(Object detection data)

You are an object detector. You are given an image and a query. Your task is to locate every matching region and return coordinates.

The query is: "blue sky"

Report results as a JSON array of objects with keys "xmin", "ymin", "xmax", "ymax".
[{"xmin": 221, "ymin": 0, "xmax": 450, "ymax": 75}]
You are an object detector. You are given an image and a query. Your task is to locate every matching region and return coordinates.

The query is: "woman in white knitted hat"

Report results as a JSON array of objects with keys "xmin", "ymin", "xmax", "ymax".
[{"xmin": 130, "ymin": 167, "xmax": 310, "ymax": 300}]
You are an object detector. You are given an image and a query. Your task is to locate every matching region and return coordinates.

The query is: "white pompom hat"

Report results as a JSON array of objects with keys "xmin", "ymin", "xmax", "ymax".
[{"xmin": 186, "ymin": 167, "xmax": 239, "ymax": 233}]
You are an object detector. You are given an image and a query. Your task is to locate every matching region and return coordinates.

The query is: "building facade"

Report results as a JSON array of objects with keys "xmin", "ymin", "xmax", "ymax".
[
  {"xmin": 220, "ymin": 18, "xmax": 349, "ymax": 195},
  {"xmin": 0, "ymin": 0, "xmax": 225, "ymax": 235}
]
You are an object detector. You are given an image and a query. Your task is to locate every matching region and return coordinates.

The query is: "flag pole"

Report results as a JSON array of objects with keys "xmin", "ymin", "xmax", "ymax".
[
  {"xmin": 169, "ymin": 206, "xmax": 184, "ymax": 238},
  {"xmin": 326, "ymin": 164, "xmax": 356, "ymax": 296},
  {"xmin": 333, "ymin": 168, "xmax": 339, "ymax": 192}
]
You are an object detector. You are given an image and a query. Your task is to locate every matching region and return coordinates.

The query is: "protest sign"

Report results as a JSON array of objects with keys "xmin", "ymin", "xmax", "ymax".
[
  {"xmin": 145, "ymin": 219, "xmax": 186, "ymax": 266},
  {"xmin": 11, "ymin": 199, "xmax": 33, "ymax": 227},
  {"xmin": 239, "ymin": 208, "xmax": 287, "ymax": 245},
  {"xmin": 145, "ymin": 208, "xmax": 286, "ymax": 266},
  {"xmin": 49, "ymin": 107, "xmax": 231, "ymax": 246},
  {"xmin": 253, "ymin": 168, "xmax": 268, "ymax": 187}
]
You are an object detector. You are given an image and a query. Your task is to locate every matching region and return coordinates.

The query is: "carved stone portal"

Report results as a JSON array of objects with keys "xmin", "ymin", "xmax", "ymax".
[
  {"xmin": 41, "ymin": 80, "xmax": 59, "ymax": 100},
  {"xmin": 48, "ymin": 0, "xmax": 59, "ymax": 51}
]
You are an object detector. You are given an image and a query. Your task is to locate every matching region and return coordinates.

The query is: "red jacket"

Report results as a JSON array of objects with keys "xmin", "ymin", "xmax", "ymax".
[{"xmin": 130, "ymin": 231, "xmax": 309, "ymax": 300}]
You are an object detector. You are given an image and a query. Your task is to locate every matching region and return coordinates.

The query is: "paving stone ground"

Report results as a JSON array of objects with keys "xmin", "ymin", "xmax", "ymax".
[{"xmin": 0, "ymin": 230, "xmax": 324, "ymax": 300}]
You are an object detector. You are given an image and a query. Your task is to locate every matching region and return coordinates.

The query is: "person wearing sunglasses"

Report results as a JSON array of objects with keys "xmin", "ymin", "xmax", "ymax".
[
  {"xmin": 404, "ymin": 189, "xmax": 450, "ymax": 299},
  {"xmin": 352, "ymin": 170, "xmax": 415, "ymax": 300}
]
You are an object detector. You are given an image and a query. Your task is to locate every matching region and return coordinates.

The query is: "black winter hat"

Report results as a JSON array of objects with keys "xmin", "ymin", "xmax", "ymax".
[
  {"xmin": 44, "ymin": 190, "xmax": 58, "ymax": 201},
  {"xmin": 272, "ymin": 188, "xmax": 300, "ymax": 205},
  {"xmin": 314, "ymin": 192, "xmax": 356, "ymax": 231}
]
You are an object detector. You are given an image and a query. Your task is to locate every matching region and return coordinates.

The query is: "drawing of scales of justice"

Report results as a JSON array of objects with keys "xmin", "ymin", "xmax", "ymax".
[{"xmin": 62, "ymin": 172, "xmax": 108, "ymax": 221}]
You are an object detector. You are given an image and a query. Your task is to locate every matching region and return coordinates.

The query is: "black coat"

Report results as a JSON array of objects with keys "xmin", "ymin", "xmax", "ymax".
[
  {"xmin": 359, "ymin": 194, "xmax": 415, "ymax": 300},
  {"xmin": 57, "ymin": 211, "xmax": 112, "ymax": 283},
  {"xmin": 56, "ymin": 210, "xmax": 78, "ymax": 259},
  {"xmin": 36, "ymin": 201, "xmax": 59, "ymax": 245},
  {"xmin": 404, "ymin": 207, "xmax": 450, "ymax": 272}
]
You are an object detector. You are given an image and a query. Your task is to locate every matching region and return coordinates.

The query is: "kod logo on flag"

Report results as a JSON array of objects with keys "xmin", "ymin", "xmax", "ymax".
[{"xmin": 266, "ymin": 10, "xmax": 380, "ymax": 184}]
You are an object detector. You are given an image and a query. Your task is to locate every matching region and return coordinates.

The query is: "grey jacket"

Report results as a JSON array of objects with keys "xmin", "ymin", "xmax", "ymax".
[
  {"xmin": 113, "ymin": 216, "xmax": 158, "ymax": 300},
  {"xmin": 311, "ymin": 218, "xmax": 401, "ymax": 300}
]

WORK TO COMPLETE: Filter the data above, copying out every line that contains the word "white". Treat case as significant, so only lines with that exact capitalization count.

TASK RESPONSE:
The query is: "woman in white knitted hat"
The query is: "white pompom hat"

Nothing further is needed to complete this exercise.